- [Information given]
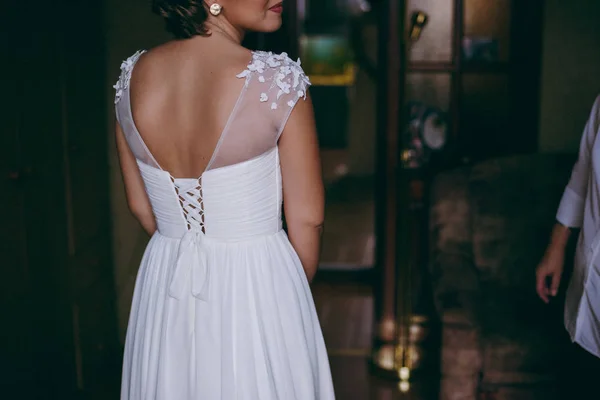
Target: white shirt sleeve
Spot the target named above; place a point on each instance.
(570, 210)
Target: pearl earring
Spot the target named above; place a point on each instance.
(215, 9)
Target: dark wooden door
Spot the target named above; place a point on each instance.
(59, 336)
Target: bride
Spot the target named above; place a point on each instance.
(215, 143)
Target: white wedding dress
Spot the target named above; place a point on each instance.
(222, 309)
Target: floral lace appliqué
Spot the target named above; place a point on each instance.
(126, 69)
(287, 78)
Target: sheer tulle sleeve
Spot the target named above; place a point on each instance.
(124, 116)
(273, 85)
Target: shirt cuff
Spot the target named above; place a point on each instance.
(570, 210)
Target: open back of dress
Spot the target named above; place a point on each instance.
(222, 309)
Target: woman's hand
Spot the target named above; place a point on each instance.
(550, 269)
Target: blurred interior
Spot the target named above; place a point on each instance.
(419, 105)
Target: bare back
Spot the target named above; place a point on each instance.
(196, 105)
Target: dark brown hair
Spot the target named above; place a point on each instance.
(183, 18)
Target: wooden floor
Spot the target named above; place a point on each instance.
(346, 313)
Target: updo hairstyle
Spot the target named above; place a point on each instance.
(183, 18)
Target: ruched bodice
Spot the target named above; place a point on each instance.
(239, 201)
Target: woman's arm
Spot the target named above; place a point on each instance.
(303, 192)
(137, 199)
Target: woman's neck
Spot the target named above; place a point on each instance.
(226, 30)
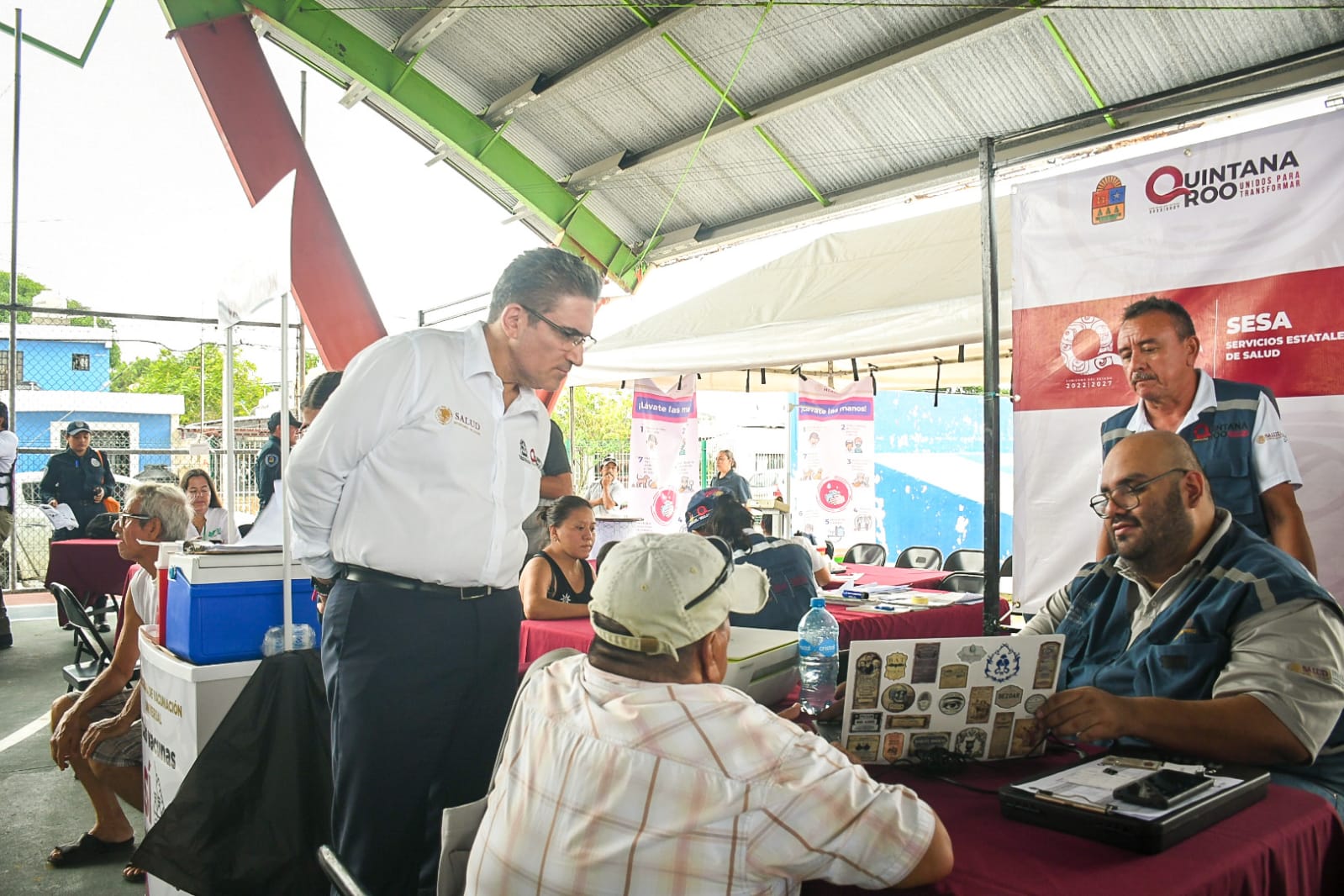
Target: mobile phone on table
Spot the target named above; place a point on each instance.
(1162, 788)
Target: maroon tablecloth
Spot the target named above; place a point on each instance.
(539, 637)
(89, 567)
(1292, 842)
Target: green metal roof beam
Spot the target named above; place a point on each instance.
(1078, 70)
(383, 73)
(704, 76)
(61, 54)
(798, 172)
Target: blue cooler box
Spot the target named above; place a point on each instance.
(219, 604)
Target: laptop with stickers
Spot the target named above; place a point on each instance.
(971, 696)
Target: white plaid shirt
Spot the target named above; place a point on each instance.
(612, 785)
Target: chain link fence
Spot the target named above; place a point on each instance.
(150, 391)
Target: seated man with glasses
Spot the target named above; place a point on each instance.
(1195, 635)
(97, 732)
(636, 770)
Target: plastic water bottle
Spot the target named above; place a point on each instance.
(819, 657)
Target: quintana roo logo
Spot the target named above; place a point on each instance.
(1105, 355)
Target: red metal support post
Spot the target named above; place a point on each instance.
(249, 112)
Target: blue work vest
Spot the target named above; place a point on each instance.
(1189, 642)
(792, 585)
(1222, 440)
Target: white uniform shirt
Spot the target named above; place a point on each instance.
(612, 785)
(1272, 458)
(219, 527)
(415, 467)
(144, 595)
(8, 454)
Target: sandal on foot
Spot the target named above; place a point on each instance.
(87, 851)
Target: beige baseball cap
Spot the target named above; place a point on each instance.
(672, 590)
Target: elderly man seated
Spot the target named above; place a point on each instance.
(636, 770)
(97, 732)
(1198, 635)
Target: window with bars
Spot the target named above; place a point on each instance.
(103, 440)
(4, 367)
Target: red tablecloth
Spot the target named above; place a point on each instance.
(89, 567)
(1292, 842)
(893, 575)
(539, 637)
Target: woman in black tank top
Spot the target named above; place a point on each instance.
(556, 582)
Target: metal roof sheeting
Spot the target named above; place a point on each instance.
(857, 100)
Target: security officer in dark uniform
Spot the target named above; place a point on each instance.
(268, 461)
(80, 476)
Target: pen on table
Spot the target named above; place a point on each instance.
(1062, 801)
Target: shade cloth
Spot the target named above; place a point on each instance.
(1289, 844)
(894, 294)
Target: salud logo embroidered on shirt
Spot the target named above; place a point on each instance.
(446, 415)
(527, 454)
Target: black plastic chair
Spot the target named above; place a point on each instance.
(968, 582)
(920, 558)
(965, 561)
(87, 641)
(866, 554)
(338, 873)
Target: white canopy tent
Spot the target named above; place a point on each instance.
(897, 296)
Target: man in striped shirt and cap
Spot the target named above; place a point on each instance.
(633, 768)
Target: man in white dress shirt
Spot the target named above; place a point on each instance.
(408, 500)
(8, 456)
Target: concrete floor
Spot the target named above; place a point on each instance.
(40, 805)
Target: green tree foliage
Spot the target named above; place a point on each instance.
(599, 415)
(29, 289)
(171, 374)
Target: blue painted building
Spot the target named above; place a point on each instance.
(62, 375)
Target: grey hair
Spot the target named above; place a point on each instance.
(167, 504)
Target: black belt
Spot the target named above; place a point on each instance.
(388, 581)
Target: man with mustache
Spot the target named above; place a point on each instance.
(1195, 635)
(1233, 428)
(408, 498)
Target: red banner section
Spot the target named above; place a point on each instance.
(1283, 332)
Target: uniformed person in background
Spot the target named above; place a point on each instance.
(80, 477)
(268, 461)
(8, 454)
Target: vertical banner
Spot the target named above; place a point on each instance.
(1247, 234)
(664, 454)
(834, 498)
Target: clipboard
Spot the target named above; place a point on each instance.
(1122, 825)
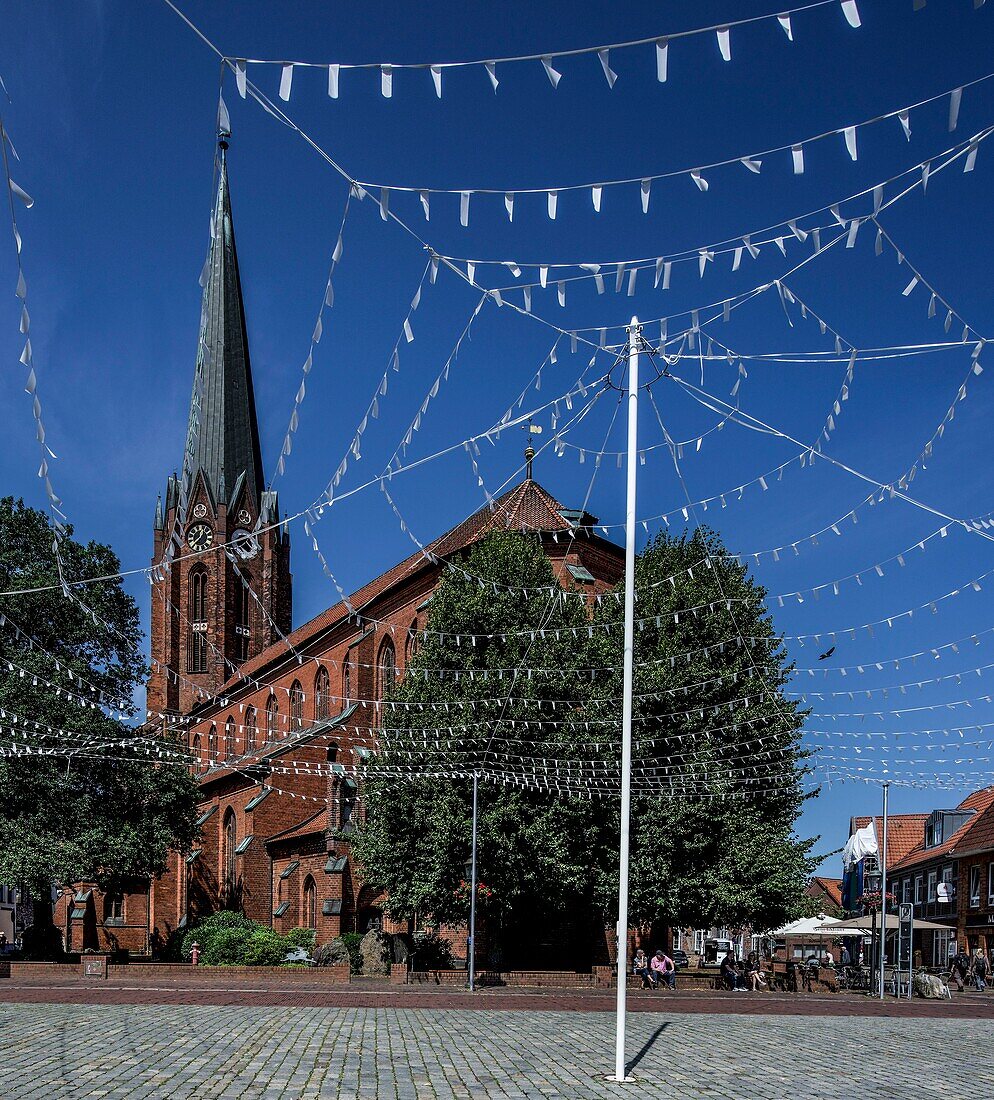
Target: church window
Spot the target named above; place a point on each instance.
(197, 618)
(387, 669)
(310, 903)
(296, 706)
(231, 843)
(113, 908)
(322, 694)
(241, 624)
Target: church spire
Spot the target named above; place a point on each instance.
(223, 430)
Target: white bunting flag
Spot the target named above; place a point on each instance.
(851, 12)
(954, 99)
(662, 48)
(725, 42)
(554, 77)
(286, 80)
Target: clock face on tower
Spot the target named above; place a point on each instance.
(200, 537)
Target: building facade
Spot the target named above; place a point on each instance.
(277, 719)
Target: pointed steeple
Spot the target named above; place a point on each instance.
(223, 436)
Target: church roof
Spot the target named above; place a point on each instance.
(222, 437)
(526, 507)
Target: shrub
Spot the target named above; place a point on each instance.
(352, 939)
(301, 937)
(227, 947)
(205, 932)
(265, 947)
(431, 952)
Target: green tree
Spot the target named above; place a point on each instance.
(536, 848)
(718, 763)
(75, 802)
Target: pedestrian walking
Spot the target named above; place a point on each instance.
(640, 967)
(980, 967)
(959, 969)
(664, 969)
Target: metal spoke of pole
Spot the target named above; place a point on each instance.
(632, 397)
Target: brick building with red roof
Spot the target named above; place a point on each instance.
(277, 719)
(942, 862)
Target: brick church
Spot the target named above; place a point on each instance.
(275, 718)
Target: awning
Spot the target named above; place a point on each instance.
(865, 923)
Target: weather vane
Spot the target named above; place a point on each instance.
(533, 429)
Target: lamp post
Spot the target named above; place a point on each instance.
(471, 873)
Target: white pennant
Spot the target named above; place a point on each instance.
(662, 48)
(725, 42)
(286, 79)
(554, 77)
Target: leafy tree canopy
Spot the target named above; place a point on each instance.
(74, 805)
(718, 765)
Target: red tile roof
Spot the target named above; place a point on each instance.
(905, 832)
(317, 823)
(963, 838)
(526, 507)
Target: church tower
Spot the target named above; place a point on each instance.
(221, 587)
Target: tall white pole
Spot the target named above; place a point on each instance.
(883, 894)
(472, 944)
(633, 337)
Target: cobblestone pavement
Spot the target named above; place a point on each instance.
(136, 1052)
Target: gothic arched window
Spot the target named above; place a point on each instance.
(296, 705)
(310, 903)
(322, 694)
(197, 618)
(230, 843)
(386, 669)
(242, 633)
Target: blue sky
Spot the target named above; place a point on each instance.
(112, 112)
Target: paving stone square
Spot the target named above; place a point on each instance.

- [Requirement]
Reproduce all of the data above with "place a point on each instance" changed to "mark every instance with a point" everywhere it occurs, leaving everything else intact. Leave the pictures out of the output.

- [Written response]
Target: white shirt sleeve
Spot the target named above; mark every instance with a point.
(570, 210)
Target: pearl earring
Spot the target named above; mark every instance with a point.
(215, 9)
Target: dark wooden door
Spot the target named above; mark every instance with a point.
(59, 336)
Target: bride
Spot the target named above; mark every instance with a point.
(215, 143)
Target: white wedding dress
Spot the target named above; mark every instance with a point.
(222, 309)
Target: floral lace appliqué
Spot the target named above; mark every instance with a point.
(126, 69)
(287, 78)
Target: sheer tulle sleeve
Spot the target named above; mark every instance with a point.
(124, 116)
(273, 85)
Target: shirt cuff
Spot the target named above; mark every instance with a point.
(570, 210)
Target: open back of dress
Spot the target named above; mark every instance with a point.
(222, 309)
Target: woman's hand
Spot the target named above; mark every instance with a point.
(550, 269)
Target: blurred interior
Spot the target named above; mark every instance with a point.
(419, 105)
Target: bare back
Spot the target named above; mark every instance with a point.
(196, 105)
Target: dark brown hair
Spot the target named above; mark every instance with a point.
(183, 18)
Target: wooden floor
Spot the target named above; mark every instance with a point.
(346, 313)
Target: updo hairstyle
Spot the target named above; mark every instance with a point.
(183, 18)
Target: ruched bodice
Spot the target named above; mark every instance with a point.
(239, 201)
Target: woman's arm
Spot the target named above; mark every instance with a point.
(303, 192)
(137, 199)
Target: woman's neck
Spot the target named above; mark every instance with a point.
(226, 30)
Target: mobile phone on table
Spot the target named above; mark every instance with a point.
(1162, 788)
Target: maroon tablecloth
Spot the target named above; mark every instance with a point.
(539, 637)
(89, 567)
(1292, 842)
Target: green metal roof beam
Spot the target named above; mark every instance with a point.
(1078, 70)
(383, 73)
(704, 76)
(61, 54)
(798, 172)
Target: blue cooler box
Spot the target named above; mark every instance with a point.
(219, 604)
Target: laptop with stickers
Spot the target named above; mark every instance with a point.
(971, 696)
Target: white plaid shirt
Spot the target named above; mark every instance with a point.
(612, 785)
Target: chain link fence
Spot the target named above; mark every instance with a point.
(150, 391)
Target: seated man with glasses
Spot the target named above; mark every instance with a point.
(1195, 635)
(97, 732)
(636, 770)
Target: plastic water bottle
Spot the target named above; mark every instance with a point.
(819, 657)
Target: quintana roo logo
Spot the target named above; mark every instance with a point.
(1105, 355)
Target: red metal support post
Spot the target named above; mark every instance with a point.
(249, 112)
Target: blue work vest
Spot the target named above; mark every instance with a point.
(1189, 642)
(792, 585)
(1222, 440)
Target: white uniform shirt
Spot the target named above; mark every instance with a point.
(612, 785)
(1272, 458)
(219, 527)
(415, 467)
(144, 595)
(8, 454)
Target: sandal on foot
Spot the target named above; mark every instance with a point.
(87, 851)
Target: beige baseball cap
Spot the target named above; mark every instance with a point.
(672, 590)
Target: elderly man seated
Spot the target named above; mark every instance with a point.
(636, 770)
(97, 732)
(1198, 635)
Target: window with bars
Spot the target named above; mark every instance with a point.
(103, 440)
(4, 367)
Target: red tablecloth
Spot the target named above; mark every instance with a point.
(89, 567)
(1292, 842)
(893, 575)
(539, 637)
Target: woman in black tank top
Spot the target named above; mark every instance with a point.
(556, 582)
Target: metal roof sheeting
Spot the target named above; mark every instance with a point.
(857, 100)
Target: security officer in dark uniform
Spot the target named above; mark every instance with a point.
(268, 461)
(80, 476)
Target: pen on table
Spot the target named above; mark every instance with a point.
(1062, 801)
Target: shade cloth
Spot the target named above; mark every instance with a point.
(1289, 844)
(894, 294)
Target: salud logo embroidered on shirt
Spot the target named above; mark every instance with a point.
(446, 415)
(527, 454)
Target: black plastic chair
Spot the target named above; mark every instance with a point.
(968, 582)
(920, 558)
(965, 561)
(87, 641)
(866, 554)
(338, 873)
Target: white canopy tent
Spot the target named above; mark every instance with a point.
(897, 296)
Target: man in striped shirt and cap
Spot the target named above; mark every instance with a point.
(633, 768)
Target: man in white dress shirt
Spot the target named above; mark every instance with a point.
(408, 500)
(8, 456)
Target: concrete floor
Spot the target named above; mark every instance with a point.
(40, 805)
Target: green tree foliage
Spot the target named above; mark every instance with a point.
(599, 415)
(29, 289)
(171, 374)
Target: blue painted building
Spot the target named above; mark every instance with a point.
(62, 375)
Target: grey hair
Spot the target named above; mark every instance with a point.
(167, 504)
Target: black belt
Spot the target named above; mark every instance with a point.
(388, 581)
Target: man with mustache
Spot the target named above; mark every instance with a point.
(1195, 635)
(1233, 428)
(408, 498)
Target: red banner section
Spot the target named above; mark every instance with a point.
(1283, 332)
Target: uniformed person in background
Spot the target named above; mark every instance with a point.
(80, 477)
(268, 461)
(8, 454)
Target: vertical banner
Spot the target named above; mark every instance with a point.
(1247, 234)
(664, 454)
(834, 498)
Target: clipboard
Spot the target named above; mark every instance with a point.
(1122, 825)
Target: church window
Spot the target named above; mark every instance with a point.
(197, 618)
(387, 669)
(310, 903)
(296, 706)
(231, 843)
(113, 908)
(322, 694)
(241, 624)
Target: church spire
Spot the target named above; mark every instance with a point.
(223, 430)
Target: white bunting flag
Spot the target named above; mark every instance with a point.
(851, 12)
(954, 99)
(662, 48)
(725, 42)
(554, 77)
(286, 80)
Target: clock face on tower
Spot the target named above; mark every instance with a point.
(200, 537)
Target: building facade
Spot the target named above; mark every instance with a point.
(277, 719)
Target: pointed steeple
Spot the target named above; mark every instance with a point.
(223, 436)
Target: church roof
Spot the target named above; mark every instance with a point.
(222, 437)
(526, 507)
Target: shrub
Spot the target named above; mark every instance with a point.
(352, 939)
(301, 937)
(227, 947)
(205, 932)
(265, 947)
(431, 952)
Target: green tree
Spot the target named above; mark every instance with a point.
(536, 848)
(718, 763)
(75, 802)
Target: pedestrian walking
Spot the target named above; mark every instance with a point.
(640, 967)
(980, 967)
(959, 969)
(664, 969)
Target: metal spoke of pole
Spot the target named above; mark every instance with a point.
(632, 397)
Target: brick building with red roof
Spot the target named above; mark every instance with a point.
(277, 719)
(942, 862)
Target: brick church
Spot the target named above; mark every instance with a point.
(275, 718)
Target: awning
Spot the target named above; mark every instance with a point.
(865, 923)
Target: weather vane
Spot the target named above; mark every instance with a point.
(533, 429)
Target: lamp post
Spot the target named above; mark every instance with a point.
(471, 873)
Target: white pennant
Spot the target named above; mark every instance with a point.
(662, 48)
(725, 42)
(286, 79)
(554, 77)
Target: leafy tree canopy
Spot the target named above; mark every instance with a point.
(74, 805)
(718, 765)
Target: red tile roof
Spot the target named above; mark every instance with a point.
(905, 832)
(317, 823)
(963, 838)
(526, 507)
Target: church tower
Spot the target named above; mark every instance with a point.
(221, 587)
Target: tall white pole
Spot the target named above; mark every instance with a point.
(883, 894)
(472, 944)
(633, 337)
Target: cobblestone pavement
Spot the target named above; mark every instance with a point.
(136, 1052)
Target: gothic arched window
Spot the target named above; mark every instance with a point.
(296, 705)
(310, 903)
(322, 694)
(197, 618)
(230, 843)
(386, 669)
(242, 633)
Target: blue sky
Spot the target named above; mark every instance with a point.
(112, 112)
Target: paving stone square
Spot the target named above; mark every instance with a point.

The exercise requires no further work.